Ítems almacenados
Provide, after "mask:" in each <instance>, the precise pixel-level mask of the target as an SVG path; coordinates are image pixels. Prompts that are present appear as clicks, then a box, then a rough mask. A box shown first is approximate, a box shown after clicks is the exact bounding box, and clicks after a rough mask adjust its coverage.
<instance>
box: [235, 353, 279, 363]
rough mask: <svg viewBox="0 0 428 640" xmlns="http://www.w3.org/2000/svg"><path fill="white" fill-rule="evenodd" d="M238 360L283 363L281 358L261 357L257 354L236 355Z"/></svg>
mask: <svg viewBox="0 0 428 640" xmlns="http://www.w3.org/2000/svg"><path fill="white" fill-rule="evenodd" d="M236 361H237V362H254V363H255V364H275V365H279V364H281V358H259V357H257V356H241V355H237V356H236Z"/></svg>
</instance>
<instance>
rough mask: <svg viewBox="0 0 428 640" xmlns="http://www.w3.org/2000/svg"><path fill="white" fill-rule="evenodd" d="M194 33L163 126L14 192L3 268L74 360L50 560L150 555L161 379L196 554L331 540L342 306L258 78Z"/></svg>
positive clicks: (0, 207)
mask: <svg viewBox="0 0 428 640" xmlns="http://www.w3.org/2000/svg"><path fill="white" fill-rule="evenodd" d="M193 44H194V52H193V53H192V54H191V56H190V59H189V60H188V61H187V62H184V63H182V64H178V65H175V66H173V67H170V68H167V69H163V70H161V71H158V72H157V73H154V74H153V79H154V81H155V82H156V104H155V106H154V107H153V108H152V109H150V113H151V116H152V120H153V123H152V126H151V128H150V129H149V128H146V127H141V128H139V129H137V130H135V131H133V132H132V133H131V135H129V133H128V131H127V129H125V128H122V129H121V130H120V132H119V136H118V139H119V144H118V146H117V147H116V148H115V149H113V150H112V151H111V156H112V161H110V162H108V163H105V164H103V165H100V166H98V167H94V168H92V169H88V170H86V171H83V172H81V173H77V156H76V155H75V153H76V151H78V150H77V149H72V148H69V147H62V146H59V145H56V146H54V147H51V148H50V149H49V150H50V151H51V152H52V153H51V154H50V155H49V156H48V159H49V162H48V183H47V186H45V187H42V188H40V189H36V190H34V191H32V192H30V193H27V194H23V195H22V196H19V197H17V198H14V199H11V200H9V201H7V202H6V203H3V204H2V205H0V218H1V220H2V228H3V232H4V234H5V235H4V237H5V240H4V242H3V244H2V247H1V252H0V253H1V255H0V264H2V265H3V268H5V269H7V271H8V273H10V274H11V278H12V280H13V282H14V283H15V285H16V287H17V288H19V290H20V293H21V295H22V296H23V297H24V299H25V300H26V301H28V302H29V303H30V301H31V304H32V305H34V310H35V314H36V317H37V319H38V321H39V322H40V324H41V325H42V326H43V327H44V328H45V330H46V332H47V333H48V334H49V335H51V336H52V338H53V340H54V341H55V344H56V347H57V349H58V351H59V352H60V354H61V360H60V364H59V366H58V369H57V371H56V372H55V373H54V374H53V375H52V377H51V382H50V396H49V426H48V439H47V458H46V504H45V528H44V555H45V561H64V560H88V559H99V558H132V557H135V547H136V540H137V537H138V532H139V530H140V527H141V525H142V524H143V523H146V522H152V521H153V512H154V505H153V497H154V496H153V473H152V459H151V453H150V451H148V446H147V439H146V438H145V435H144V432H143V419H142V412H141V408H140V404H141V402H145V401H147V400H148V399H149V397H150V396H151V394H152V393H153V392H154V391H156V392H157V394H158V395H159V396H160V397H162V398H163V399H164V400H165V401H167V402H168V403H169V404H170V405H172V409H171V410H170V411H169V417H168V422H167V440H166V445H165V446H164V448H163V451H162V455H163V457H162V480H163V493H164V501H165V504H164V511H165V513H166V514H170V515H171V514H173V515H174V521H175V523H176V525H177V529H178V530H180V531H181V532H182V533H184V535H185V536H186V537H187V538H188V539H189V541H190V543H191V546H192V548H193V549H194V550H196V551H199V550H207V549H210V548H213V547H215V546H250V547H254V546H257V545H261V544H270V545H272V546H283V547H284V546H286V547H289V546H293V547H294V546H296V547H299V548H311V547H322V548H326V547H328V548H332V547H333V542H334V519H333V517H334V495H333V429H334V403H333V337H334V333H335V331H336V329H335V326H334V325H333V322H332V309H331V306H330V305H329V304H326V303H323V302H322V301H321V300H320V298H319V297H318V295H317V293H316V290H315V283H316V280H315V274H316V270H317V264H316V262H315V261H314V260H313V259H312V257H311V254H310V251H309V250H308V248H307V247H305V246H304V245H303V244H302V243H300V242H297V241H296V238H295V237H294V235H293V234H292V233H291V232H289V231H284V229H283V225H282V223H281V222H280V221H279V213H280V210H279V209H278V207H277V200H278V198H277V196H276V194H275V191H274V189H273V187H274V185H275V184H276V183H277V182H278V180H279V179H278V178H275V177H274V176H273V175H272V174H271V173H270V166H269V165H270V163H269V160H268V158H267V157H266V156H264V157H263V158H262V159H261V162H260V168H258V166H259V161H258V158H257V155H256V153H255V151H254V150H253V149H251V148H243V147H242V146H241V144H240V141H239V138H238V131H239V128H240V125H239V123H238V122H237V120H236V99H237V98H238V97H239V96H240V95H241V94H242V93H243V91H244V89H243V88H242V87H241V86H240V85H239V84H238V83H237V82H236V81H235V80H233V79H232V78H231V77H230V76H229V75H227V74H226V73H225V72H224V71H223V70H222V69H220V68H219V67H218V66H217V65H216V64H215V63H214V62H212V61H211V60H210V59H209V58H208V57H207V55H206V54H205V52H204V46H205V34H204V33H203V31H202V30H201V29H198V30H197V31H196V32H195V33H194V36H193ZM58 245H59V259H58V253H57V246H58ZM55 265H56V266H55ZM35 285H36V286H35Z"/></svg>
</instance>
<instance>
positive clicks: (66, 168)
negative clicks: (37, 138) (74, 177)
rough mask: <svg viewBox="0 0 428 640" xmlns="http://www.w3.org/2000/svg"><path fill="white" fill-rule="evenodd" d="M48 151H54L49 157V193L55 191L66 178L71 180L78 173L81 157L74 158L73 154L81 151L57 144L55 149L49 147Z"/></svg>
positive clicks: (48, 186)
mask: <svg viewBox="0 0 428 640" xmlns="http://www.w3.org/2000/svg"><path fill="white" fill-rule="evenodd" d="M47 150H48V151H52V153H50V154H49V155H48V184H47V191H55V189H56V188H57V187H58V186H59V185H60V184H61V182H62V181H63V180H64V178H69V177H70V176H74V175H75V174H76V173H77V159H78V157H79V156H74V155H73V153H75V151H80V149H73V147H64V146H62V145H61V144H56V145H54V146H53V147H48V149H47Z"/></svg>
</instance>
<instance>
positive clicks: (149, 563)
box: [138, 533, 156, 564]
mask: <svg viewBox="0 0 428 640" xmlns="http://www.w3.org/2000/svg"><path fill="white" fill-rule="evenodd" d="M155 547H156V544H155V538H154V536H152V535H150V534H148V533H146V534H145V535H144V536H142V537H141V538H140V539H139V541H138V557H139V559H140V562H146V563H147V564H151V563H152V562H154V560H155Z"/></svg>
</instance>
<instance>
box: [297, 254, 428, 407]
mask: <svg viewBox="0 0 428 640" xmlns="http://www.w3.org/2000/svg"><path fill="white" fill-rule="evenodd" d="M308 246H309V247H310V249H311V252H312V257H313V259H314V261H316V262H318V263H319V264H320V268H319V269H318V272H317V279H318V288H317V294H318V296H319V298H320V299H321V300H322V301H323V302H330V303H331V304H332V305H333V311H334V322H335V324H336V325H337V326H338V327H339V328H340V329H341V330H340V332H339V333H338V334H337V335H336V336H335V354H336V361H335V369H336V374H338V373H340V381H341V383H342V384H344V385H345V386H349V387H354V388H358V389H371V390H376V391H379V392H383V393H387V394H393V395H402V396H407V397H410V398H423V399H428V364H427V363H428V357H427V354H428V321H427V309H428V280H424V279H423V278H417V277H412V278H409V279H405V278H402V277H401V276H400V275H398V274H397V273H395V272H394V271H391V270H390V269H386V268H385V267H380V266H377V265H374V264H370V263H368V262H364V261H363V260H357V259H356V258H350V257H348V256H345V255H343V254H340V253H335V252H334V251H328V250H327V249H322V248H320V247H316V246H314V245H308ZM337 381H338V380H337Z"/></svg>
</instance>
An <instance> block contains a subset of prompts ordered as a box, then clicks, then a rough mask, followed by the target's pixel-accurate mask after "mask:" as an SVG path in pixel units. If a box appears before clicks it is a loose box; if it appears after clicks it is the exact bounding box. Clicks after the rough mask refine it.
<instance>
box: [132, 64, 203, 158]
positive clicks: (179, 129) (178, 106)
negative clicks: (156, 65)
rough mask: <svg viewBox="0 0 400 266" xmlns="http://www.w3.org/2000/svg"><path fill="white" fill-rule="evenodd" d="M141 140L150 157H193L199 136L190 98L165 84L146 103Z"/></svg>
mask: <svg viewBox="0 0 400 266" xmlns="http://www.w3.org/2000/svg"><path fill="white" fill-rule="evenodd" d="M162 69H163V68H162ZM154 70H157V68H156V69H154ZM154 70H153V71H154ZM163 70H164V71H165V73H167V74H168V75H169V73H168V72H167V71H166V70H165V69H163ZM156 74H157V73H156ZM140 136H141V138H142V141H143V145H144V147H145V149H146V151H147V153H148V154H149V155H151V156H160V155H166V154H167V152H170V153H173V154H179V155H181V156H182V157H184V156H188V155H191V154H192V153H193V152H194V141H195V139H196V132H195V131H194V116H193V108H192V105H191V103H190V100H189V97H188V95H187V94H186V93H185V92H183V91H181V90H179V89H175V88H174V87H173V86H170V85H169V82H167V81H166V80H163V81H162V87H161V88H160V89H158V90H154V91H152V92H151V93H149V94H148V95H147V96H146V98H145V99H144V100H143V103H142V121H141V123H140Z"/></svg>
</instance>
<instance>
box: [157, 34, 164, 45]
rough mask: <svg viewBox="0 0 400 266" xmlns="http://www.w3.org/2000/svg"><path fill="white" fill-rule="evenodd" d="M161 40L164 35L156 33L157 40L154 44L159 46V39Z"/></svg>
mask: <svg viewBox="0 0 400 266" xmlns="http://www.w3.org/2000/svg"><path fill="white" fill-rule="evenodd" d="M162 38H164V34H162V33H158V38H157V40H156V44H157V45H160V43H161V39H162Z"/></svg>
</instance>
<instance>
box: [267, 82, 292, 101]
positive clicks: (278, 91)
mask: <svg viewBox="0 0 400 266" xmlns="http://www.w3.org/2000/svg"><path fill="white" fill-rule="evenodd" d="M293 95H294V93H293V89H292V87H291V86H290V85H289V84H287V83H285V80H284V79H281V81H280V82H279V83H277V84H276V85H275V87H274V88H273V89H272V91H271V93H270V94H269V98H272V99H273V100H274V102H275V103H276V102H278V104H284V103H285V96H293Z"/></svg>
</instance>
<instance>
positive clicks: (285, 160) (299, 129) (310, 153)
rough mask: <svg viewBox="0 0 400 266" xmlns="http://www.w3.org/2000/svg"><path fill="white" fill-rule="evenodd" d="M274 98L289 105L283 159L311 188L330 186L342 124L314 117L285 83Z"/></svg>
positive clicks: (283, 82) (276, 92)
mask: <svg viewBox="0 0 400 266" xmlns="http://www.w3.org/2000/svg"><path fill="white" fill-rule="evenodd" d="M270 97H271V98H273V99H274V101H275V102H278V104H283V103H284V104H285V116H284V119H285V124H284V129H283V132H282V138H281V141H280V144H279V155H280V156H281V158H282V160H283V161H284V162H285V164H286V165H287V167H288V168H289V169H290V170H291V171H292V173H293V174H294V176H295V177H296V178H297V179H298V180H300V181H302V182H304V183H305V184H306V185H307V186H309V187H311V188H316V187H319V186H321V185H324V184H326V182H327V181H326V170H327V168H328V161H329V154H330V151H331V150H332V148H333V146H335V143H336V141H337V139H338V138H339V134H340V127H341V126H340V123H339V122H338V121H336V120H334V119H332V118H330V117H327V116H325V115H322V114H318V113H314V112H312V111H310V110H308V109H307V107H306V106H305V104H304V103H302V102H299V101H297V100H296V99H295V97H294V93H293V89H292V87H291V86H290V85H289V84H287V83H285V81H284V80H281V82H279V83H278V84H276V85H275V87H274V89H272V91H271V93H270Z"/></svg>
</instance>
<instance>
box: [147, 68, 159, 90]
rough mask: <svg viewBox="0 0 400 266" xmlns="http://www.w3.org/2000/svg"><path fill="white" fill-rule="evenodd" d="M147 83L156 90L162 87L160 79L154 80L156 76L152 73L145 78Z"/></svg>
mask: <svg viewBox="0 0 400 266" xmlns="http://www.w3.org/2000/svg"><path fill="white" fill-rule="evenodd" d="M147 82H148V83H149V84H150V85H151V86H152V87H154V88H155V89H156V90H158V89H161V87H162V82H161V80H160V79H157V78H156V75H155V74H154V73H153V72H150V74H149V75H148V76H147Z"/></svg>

*QUÉ DEBES HACER*: Cuenta las líneas de los ítems en las que aparece la palabra "positive", respetando mayúsculas y minúsculas. Responde solo con el número.

*RESULTADO DEL EJERCICIO*: 8